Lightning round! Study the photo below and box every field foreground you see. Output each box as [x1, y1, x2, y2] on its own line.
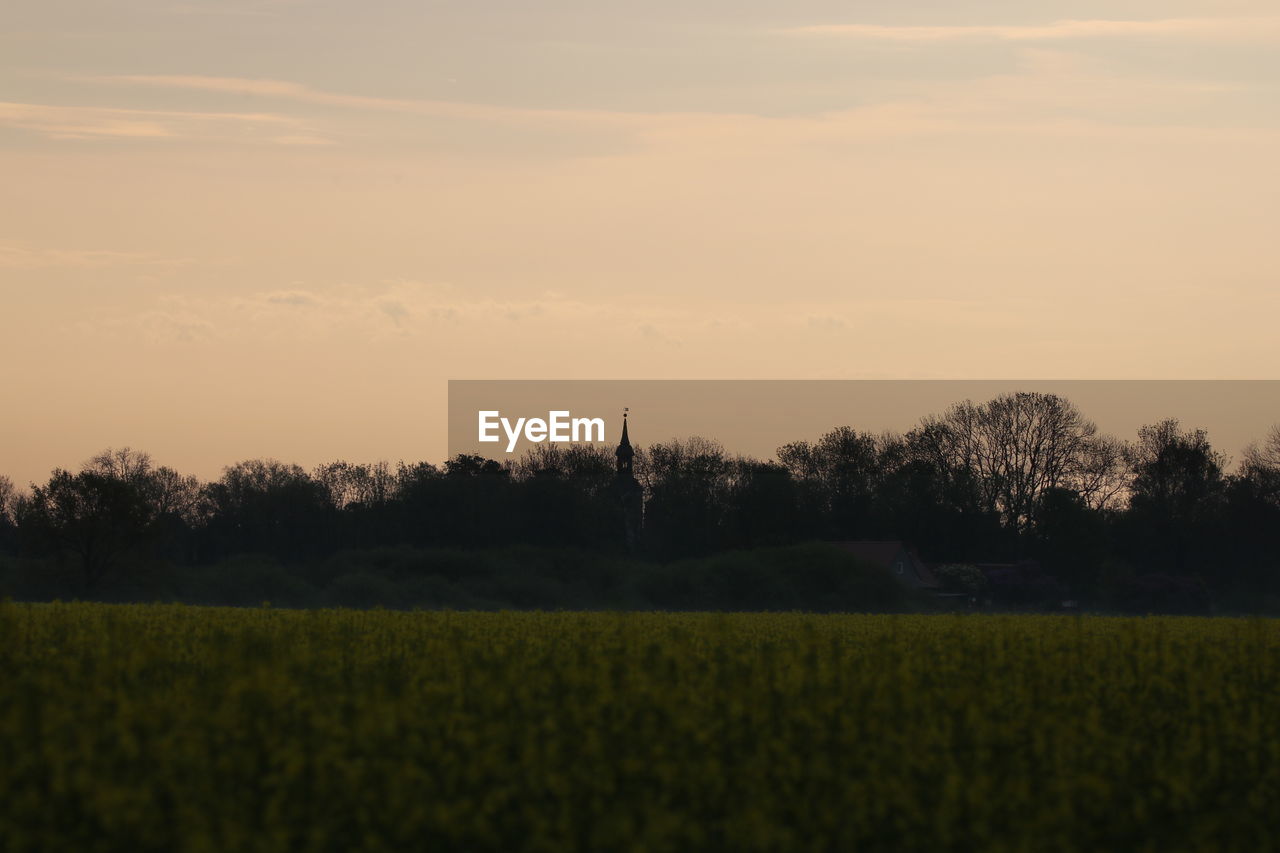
[0, 605, 1280, 853]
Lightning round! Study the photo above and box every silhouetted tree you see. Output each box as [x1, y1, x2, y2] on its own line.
[1124, 418, 1226, 575]
[19, 470, 157, 593]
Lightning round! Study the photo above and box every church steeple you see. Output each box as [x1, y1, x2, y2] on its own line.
[614, 409, 636, 476]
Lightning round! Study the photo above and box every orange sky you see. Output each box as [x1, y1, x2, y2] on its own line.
[0, 0, 1280, 483]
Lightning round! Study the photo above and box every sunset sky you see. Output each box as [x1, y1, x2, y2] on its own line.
[0, 0, 1280, 484]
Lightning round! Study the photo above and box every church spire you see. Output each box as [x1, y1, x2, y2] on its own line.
[614, 409, 636, 475]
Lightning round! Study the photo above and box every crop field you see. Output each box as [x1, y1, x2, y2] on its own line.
[0, 603, 1280, 853]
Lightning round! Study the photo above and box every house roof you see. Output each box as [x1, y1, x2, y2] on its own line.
[831, 539, 941, 587]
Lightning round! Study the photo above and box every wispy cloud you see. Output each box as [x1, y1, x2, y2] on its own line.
[0, 101, 324, 145]
[0, 243, 193, 269]
[77, 74, 644, 122]
[781, 15, 1280, 42]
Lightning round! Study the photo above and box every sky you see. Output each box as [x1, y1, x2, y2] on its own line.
[0, 0, 1280, 484]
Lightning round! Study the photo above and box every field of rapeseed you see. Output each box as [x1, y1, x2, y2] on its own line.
[0, 603, 1280, 853]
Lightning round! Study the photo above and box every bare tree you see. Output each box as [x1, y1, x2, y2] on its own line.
[911, 392, 1120, 529]
[1243, 424, 1280, 473]
[0, 474, 18, 524]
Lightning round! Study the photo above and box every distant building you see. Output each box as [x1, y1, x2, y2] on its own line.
[831, 540, 942, 589]
[613, 410, 644, 549]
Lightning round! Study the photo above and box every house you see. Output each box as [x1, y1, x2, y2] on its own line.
[831, 540, 942, 589]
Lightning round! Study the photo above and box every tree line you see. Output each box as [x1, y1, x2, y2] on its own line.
[0, 392, 1280, 610]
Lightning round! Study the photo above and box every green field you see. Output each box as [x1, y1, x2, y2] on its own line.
[0, 603, 1280, 853]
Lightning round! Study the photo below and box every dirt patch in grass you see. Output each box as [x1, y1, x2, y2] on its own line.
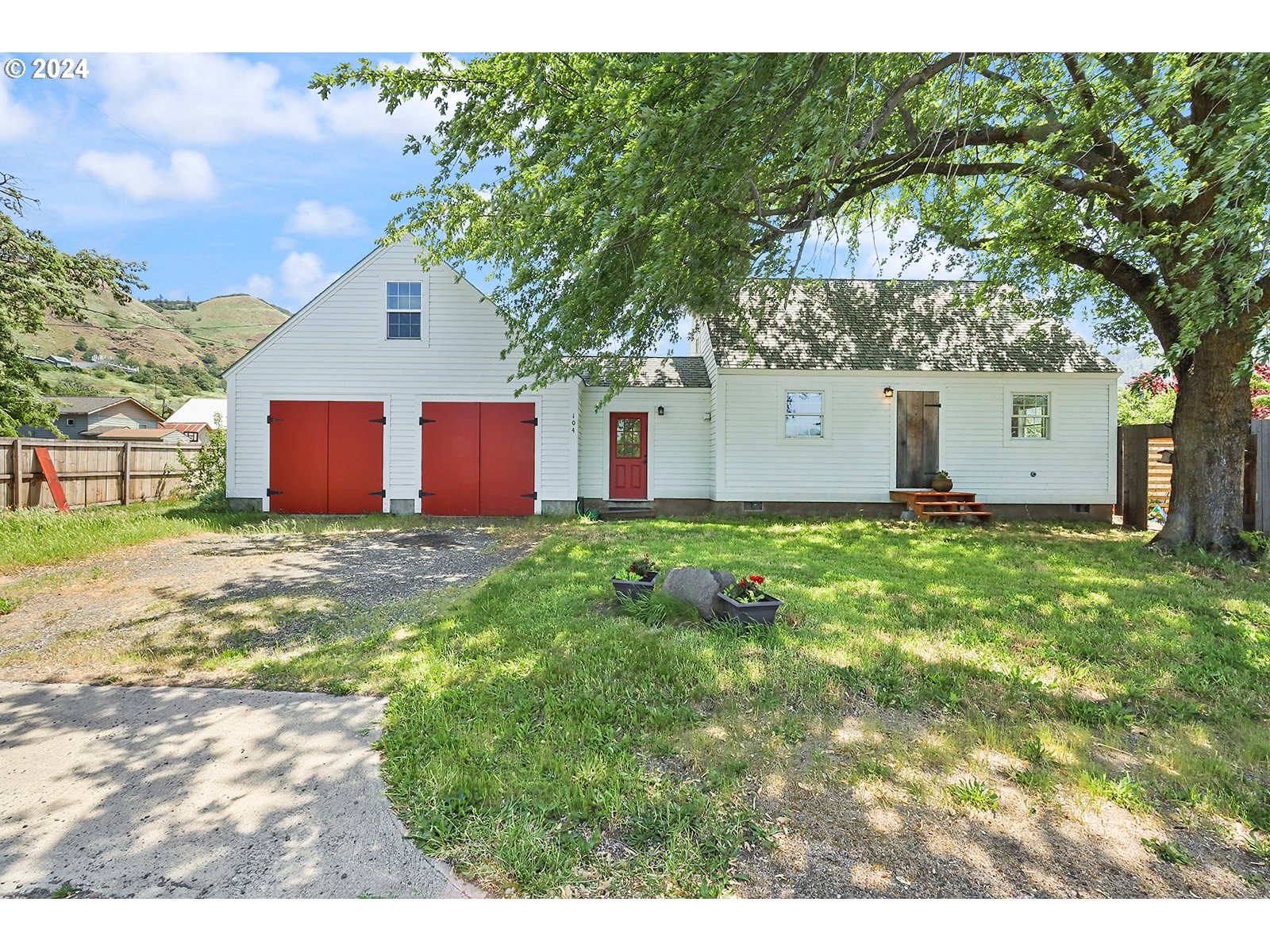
[0, 520, 541, 693]
[694, 707, 1270, 897]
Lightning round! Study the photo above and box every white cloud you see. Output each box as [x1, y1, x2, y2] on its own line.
[278, 251, 339, 302]
[94, 53, 438, 144]
[0, 81, 37, 142]
[237, 251, 339, 307]
[75, 148, 217, 202]
[94, 53, 319, 144]
[246, 274, 275, 301]
[286, 201, 366, 236]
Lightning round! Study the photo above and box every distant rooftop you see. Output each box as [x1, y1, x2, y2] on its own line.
[43, 396, 163, 420]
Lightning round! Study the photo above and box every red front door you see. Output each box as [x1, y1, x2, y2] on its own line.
[608, 413, 648, 499]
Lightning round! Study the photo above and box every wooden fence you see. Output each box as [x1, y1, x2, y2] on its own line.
[0, 438, 198, 509]
[1116, 420, 1270, 533]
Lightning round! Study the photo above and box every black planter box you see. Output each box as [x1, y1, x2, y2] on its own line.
[715, 592, 785, 624]
[610, 573, 662, 599]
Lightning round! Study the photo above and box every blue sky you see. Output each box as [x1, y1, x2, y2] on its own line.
[0, 53, 436, 309]
[0, 53, 1137, 368]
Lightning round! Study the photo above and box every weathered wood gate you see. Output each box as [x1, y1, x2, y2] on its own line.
[895, 390, 940, 489]
[1116, 420, 1270, 532]
[0, 438, 198, 509]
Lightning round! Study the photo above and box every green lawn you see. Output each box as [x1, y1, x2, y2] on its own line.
[225, 520, 1270, 895]
[0, 508, 1270, 895]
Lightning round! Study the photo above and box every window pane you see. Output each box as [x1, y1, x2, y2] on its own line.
[387, 281, 423, 311]
[785, 392, 824, 414]
[785, 414, 824, 436]
[618, 416, 643, 459]
[1010, 393, 1049, 440]
[389, 311, 421, 339]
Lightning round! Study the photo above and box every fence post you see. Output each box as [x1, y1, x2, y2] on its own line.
[13, 440, 27, 510]
[1120, 425, 1149, 532]
[1253, 420, 1270, 533]
[119, 443, 132, 505]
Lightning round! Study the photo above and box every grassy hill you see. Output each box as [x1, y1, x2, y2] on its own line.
[23, 294, 290, 375]
[21, 294, 290, 413]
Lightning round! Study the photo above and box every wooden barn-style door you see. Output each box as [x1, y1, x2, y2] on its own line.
[895, 390, 940, 489]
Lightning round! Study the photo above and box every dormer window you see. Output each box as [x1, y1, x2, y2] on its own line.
[387, 281, 423, 340]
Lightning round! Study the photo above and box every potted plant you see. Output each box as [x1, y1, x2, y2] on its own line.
[715, 575, 785, 624]
[610, 552, 662, 598]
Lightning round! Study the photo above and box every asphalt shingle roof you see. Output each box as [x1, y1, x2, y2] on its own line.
[582, 357, 710, 389]
[707, 278, 1116, 373]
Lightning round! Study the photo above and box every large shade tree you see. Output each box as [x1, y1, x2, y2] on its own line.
[0, 173, 144, 436]
[313, 53, 1270, 551]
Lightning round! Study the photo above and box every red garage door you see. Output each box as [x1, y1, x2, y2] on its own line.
[269, 400, 385, 514]
[421, 404, 537, 516]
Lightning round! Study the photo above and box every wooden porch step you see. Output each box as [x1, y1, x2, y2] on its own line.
[891, 489, 976, 503]
[599, 505, 656, 522]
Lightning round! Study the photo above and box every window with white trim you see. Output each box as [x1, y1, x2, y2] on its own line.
[1010, 393, 1049, 440]
[387, 281, 423, 340]
[785, 390, 824, 436]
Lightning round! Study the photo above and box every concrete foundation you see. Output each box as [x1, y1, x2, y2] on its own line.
[581, 497, 1113, 523]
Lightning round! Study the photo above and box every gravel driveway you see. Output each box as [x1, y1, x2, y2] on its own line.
[0, 681, 480, 897]
[0, 523, 532, 685]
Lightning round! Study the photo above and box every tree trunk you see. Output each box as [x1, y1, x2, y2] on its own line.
[1152, 326, 1253, 556]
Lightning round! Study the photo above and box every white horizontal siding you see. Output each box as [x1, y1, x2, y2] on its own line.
[227, 243, 578, 515]
[718, 370, 1115, 504]
[578, 387, 714, 499]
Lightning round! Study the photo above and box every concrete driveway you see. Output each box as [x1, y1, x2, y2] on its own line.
[0, 681, 479, 897]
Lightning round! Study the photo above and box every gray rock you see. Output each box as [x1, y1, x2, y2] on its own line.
[662, 566, 737, 620]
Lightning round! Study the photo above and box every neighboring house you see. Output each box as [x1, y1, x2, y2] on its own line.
[167, 397, 230, 429]
[87, 425, 190, 446]
[226, 244, 1119, 519]
[164, 419, 212, 446]
[19, 396, 163, 440]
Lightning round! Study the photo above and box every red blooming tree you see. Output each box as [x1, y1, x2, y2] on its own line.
[1120, 363, 1270, 424]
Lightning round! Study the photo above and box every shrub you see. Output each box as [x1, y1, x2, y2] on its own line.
[180, 429, 226, 503]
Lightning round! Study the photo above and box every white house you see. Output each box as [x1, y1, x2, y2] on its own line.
[167, 397, 230, 429]
[226, 243, 1118, 519]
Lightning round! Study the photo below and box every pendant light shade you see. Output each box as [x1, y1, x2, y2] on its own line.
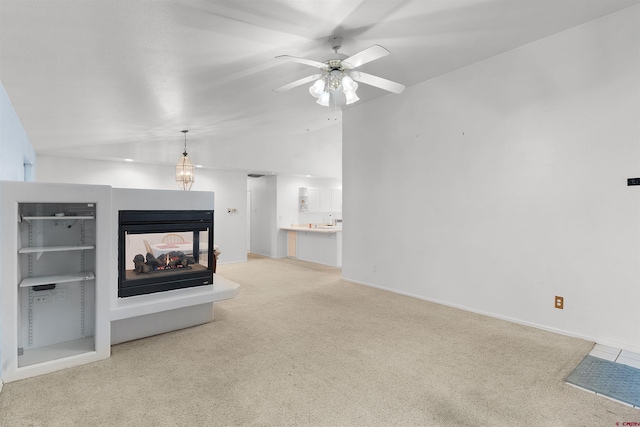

══════════

Turn every line of the listing above into a Markdown table with the columns Row and Line, numbering each row and skipping blank lines. Leave the pictures out.

**EXERCISE RESPONSE:**
| Row | Line |
|---|---|
| 1 | Lightning round! Study the photo below and box every field foreground you see. Output each box as [x1, y1, x2, y2] on its own line. |
| 2 | [0, 605, 1280, 853] |
| 3 | Lightning round! Study the photo above and box every silhouetted tree you see. Output each box as [x1, y1, x2, y2] on its own line. |
| 4 | [1124, 418, 1226, 575] |
| 5 | [19, 470, 157, 593] |
| 6 | Lightning round! Study the photo above and box every church steeple you see. Output each box as [x1, y1, x2, y2] on its own line. |
| 7 | [614, 409, 636, 476] |
| 8 | Lightning round! Study the photo above and box every orange sky you see. Output each box as [x1, y1, x2, y2] on its own line. |
| 9 | [0, 0, 1280, 483] |
| 10 | Lightning round! Study the photo above and box every sunset sky you see. Output each box as [x1, y1, x2, y2] on its own line. |
| 11 | [0, 0, 1280, 484] |
| 12 | Lightning round! Study the photo above and box every church spire you see. Output each box as [x1, y1, x2, y2] on its own line. |
| 13 | [614, 409, 636, 475] |
| 14 | Lightning round! Study the photo above and box every crop field you see. Output each box as [x1, y1, x2, y2] on its own line. |
| 15 | [0, 603, 1280, 853] |
| 16 | Lightning round! Study the photo above and box every house roof you see. Output each box as [x1, y1, x2, y2] on its own line. |
| 17 | [831, 539, 941, 587] |
| 18 | Lightning round! Study the photo above and box every wispy cloud you see. Output each box as [x1, y1, x2, y2] on its own line. |
| 19 | [0, 101, 324, 145] |
| 20 | [0, 243, 193, 269] |
| 21 | [77, 74, 644, 122] |
| 22 | [781, 15, 1280, 42] |
| 23 | Lightning round! Study the photo above and box every sky you see. Output each box as [x1, y1, x2, y2] on its own line. |
| 24 | [0, 0, 1280, 484] |
| 25 | Lightning round! Study the photo above and box every field of rapeseed you see. Output each box as [x1, y1, x2, y2] on its own line. |
| 26 | [0, 603, 1280, 853] |
| 27 | Lightning round! Study the photo above and box every bare tree you see. Output each box as [x1, y1, x2, y2] on its own line. |
| 28 | [911, 392, 1120, 529] |
| 29 | [1243, 424, 1280, 473] |
| 30 | [0, 474, 18, 524] |
| 31 | Lightning round! Study the photo above and box every distant building you see. Output each box as [x1, y1, x2, y2] on its own line. |
| 32 | [831, 540, 942, 589] |
| 33 | [613, 410, 644, 549] |
| 34 | Lightning round! Study the photo above and box every house you see. Output each box as [x1, y1, x2, y2] on its own line. |
| 35 | [831, 540, 942, 589] |
| 36 | Lightning round! Study the photo above and box every tree line you see. Output each box as [x1, y1, x2, y2] on its own line. |
| 37 | [0, 392, 1280, 610] |
| 38 | Lightning round! Study the photo above and box every green field you see. Output each box as [x1, y1, x2, y2] on its own line. |
| 39 | [0, 603, 1280, 853] |
| 40 | Lightning round! Study the photo below and box every dirt patch in grass you see. Output each box as [x1, y1, x2, y2] on its own line. |
| 41 | [0, 520, 541, 693] |
| 42 | [694, 707, 1270, 897] |
| 43 | Lightning round! Study the photo above and box every white cloud you see. Output each box as [x1, y1, x2, y2] on its own line. |
| 44 | [278, 251, 339, 302] |
| 45 | [94, 53, 438, 144] |
| 46 | [0, 81, 37, 142] |
| 47 | [237, 251, 339, 307] |
| 48 | [75, 148, 217, 202] |
| 49 | [94, 53, 319, 144] |
| 50 | [246, 274, 275, 301] |
| 51 | [286, 201, 366, 236] |
| 52 | Lightning round! Study the photo above and box every distant rooftop you see. Output each box as [x1, y1, x2, y2] on its own line. |
| 53 | [43, 396, 163, 420] |
| 54 | Lightning round! Study the photo above and box every red front door you see. Output each box as [x1, y1, x2, y2] on its own line. |
| 55 | [608, 413, 648, 499] |
| 56 | Lightning round! Study the photo above and box every wooden fence you see. Output each box as [x1, y1, x2, y2] on its own line. |
| 57 | [0, 438, 198, 509] |
| 58 | [1116, 420, 1270, 533] |
| 59 | Lightning round! Study the photo above and box every black planter box you see. Output each box as [x1, y1, x2, y2] on its own line. |
| 60 | [715, 592, 785, 624] |
| 61 | [610, 573, 662, 599] |
| 62 | Lightning round! Study the photo above and box every blue sky you see. Output each box as [x1, y1, x2, y2] on its own line. |
| 63 | [0, 53, 436, 309] |
| 64 | [0, 53, 1137, 368] |
| 65 | Lightning round! Study the photo above and box every weathered wood gate you see. Output each box as [x1, y1, x2, y2] on its own line. |
| 66 | [895, 390, 940, 489] |
| 67 | [1116, 420, 1270, 532] |
| 68 | [0, 438, 198, 509] |
| 69 | Lightning round! Study the photo above and box every green lawn you see. Output each box as [x1, y1, x2, y2] on its own line. |
| 70 | [225, 520, 1270, 895] |
| 71 | [0, 508, 1270, 895] |
| 72 | Lightning round! Study the photo above and box every window pane you see. Output each box as [x1, y1, x2, y2] on its own line. |
| 73 | [387, 281, 423, 311] |
| 74 | [785, 392, 824, 414] |
| 75 | [785, 414, 824, 436] |
| 76 | [618, 416, 643, 459] |
| 77 | [1010, 393, 1049, 440] |
| 78 | [389, 311, 421, 339] |
| 79 | Lightning round! Study the photo above and box every fence post you see. Output each box as [x1, y1, x2, y2] on its own line. |
| 80 | [13, 440, 27, 510] |
| 81 | [1120, 425, 1149, 532] |
| 82 | [1253, 420, 1270, 533] |
| 83 | [119, 443, 132, 505] |
| 84 | Lightning round! Study the photo above and box every grassy hill you see. Output each box as [x1, y1, x2, y2] on its own line. |
| 85 | [23, 294, 290, 375] |
| 86 | [21, 294, 290, 413] |
| 87 | Lightning round! Study the photo above and box every wooden barn-style door you see. Output each box as [x1, y1, x2, y2] on its own line. |
| 88 | [895, 390, 940, 489] |
| 89 | Lightning round! Study the photo above and box every dormer window you see. Output each box as [x1, y1, x2, y2] on its own line. |
| 90 | [387, 281, 423, 340] |
| 91 | Lightning round! Study the photo above and box every potted plant you see. Output each box as [x1, y1, x2, y2] on its own line. |
| 92 | [715, 575, 785, 624] |
| 93 | [610, 552, 662, 598] |
| 94 | Lightning round! Study the photo above and box every asphalt shingle roof you see. Output each box as [x1, y1, x2, y2] on its own line. |
| 95 | [582, 357, 710, 389] |
| 96 | [707, 278, 1116, 373] |
| 97 | Lightning round! Study the photo above and box every large shade tree you see. Output each box as [x1, y1, x2, y2] on its own line. |
| 98 | [0, 173, 144, 436] |
| 99 | [313, 53, 1270, 551] |
| 100 | Lightning round! Study the photo above and box every red garage door you see. Output each box as [x1, y1, x2, y2] on its own line. |
| 101 | [269, 400, 385, 514] |
| 102 | [421, 404, 537, 516] |
| 103 | Lightning round! Study the photo above and box every wooden porch step you see. Output each box as [x1, y1, x2, y2] on its own line. |
| 104 | [891, 489, 976, 503] |
| 105 | [599, 505, 656, 522] |
| 106 | Lightning round! Study the photo above and box every window with white trim you see. Output each box as [x1, y1, x2, y2] on its own line. |
| 107 | [1010, 393, 1049, 440] |
| 108 | [387, 281, 423, 340] |
| 109 | [785, 390, 824, 436] |
| 110 | Lightning round! Study the photo above and box every concrete foundation you see. Output each box as [x1, y1, x2, y2] on its own line. |
| 111 | [581, 497, 1113, 523] |
| 112 | Lightning round! Study the photo above and box every gravel driveway you see. Output each box as [x1, y1, x2, y2] on its own line. |
| 113 | [0, 681, 480, 897] |
| 114 | [0, 523, 532, 685] |
| 115 | Lightning round! Study the photo above and box every tree trunk you see. Output each box as [x1, y1, x2, y2] on its own line. |
| 116 | [1152, 326, 1253, 556] |
| 117 | Lightning round! Study the photo above and box every white horizontal siding you see. Output each box as [x1, y1, x2, y2] on its own line. |
| 118 | [227, 243, 578, 515] |
| 119 | [718, 370, 1115, 504] |
| 120 | [578, 387, 714, 499] |
| 121 | Lightning round! Study the photo above and box every concrete driveway you see. Output each box as [x1, y1, x2, y2] on its own line. |
| 122 | [0, 681, 479, 897] |
| 123 | Lightning round! Study the photo above and box every gray rock you see. Output each box as [x1, y1, x2, y2] on its own line. |
| 124 | [662, 566, 737, 620] |
| 125 | Lightning round! Study the photo above and box every neighboring house you see. Output each box as [x1, y1, x2, y2] on its own line. |
| 126 | [167, 397, 230, 429] |
| 127 | [87, 425, 190, 446] |
| 128 | [226, 244, 1119, 519] |
| 129 | [164, 419, 212, 446] |
| 130 | [19, 396, 163, 440] |
| 131 | Lightning round! Study the photo above and box every red blooming tree you see. Output each box as [x1, y1, x2, y2] on its own line. |
| 132 | [1120, 363, 1270, 424] |
| 133 | Lightning round! Study the photo above and box every shrub you see. Output each box as [x1, y1, x2, y2] on its own line. |
| 134 | [180, 429, 226, 503] |
| 135 | Lightning round! Study the photo above and box every white house you see. Output each box as [x1, y1, x2, y2] on its own line. |
| 136 | [167, 397, 230, 429] |
| 137 | [226, 243, 1118, 519] |
| 138 | Lightning round! Study the photo below and box every pendant light shade you see. Output each box as [x1, y1, x2, y2] on its own line. |